> [SET PROBLEM A] Find each line in the records below that contains the word "capital", and copy those lines. Matching is case-sensitive.

> [EXTRACTED TEXT]
☆ ☆ ☆ ☆ ☆ ☆ ☆

Silent corruption with OpenZFS (ongoing discussion and testing)

Juan Manuel Palacios

Contributor
Joined
May 29, 2017
Messages
146
OpenZFS 2.2.2 & 2.1.14 released with fixes for this data corruption issue! Now lets wait for iX to do its magic and release updates on the already announced mid-December timeline.
 
Joined
Oct 22, 2019
Messages
3,641
Heads up for those anticipating the return of block-cloning with OpenZFS 2.2.2:
Rob N. said:
The "write" part of the file change can be anything - write, clone, fill, etc. What may make a difference is the relative speed of those operations, and obviously a clone is much faster than a write. There may also be a second bug in cloning that contributed to the this that we haven't found yet. This is part of the reason that cloning is still disabled in 2.2.2.
(Emphasis added.)

As much as I think block-cloning is a game-changer for ZFS, which I was very excited for, I have to agree with this "play it safe for now" approach.
 

awasb

Patron
Joined
Jan 11, 2021
Messages
415

HarambeLives

Contributor
Joined
Jul 19, 2021
Messages
153
After applying the fix, is it a good idea to do a scrub ASAP or just stick to my usual schedule?

☆ ☆ ☆ ☆ ☆ ☆ ☆

> [DATA SHOWN]
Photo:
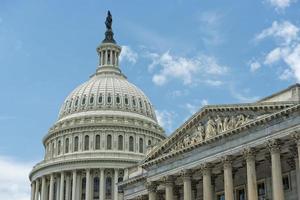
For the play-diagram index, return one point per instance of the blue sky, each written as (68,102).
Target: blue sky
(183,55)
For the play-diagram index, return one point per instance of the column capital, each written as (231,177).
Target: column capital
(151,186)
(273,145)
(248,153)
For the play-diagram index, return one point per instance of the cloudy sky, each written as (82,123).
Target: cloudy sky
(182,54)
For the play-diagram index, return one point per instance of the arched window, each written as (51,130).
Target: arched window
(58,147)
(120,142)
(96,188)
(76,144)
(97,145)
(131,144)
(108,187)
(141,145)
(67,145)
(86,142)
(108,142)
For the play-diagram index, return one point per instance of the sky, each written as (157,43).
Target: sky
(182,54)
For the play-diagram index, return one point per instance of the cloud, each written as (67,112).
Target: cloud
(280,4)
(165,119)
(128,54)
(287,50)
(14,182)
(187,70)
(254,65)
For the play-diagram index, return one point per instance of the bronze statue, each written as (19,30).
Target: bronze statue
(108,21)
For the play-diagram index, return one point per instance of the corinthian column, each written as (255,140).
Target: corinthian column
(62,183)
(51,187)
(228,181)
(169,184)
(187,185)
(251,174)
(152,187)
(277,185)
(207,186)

☆ ☆ ☆ ☆ ☆ ☆ ☆

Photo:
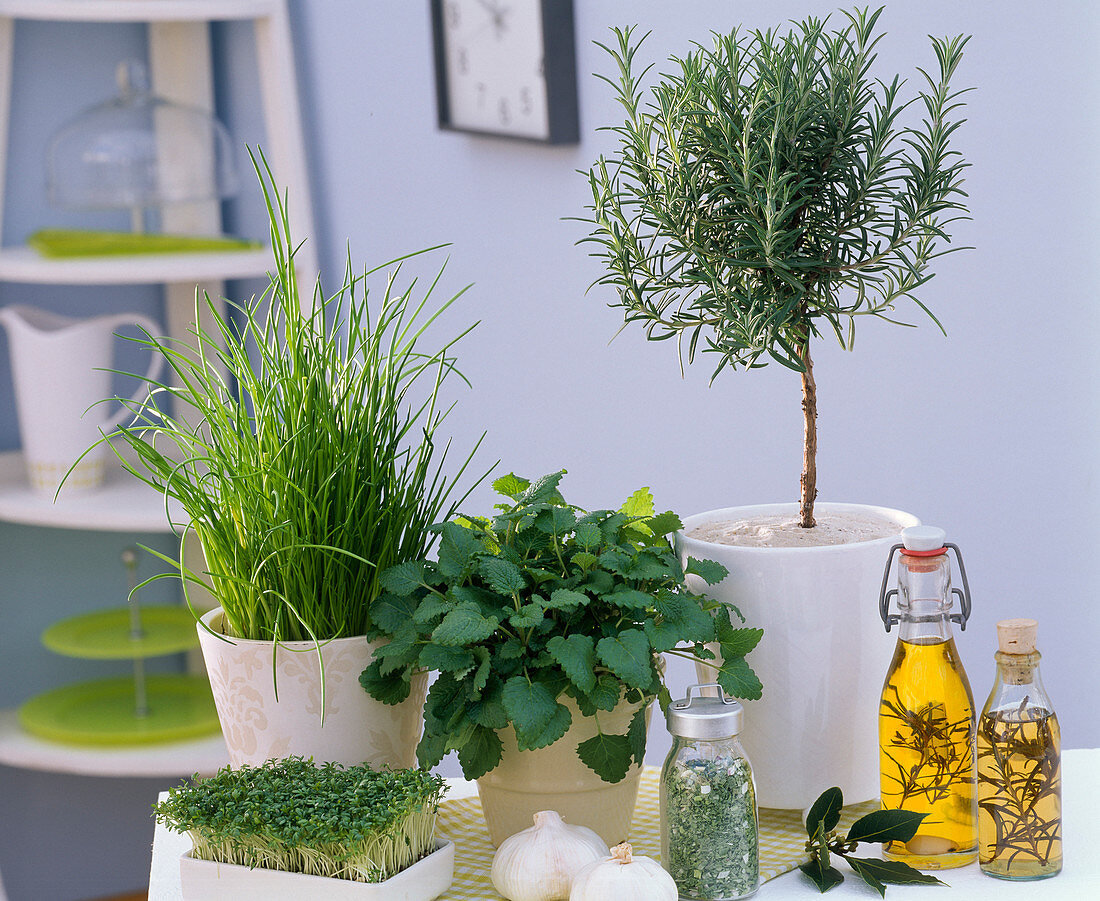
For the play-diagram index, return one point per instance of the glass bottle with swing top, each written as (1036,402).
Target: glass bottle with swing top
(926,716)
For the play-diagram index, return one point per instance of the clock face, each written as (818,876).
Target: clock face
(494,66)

☆ ☆ ☆ ☆ ☆ ☆ ☆

> [SET PROBLEM B] According to the forum thread above on OpenZFS silent corruption, which OpenZFS versions were released with fixes for the data corruption issue?

> [RESULT A]
For the play-diagram index, return one point per instance of the column capital, each written as (231,177).
Target: column capital

> [RESULT B] OpenZFS 2.2.2 and 2.1.14.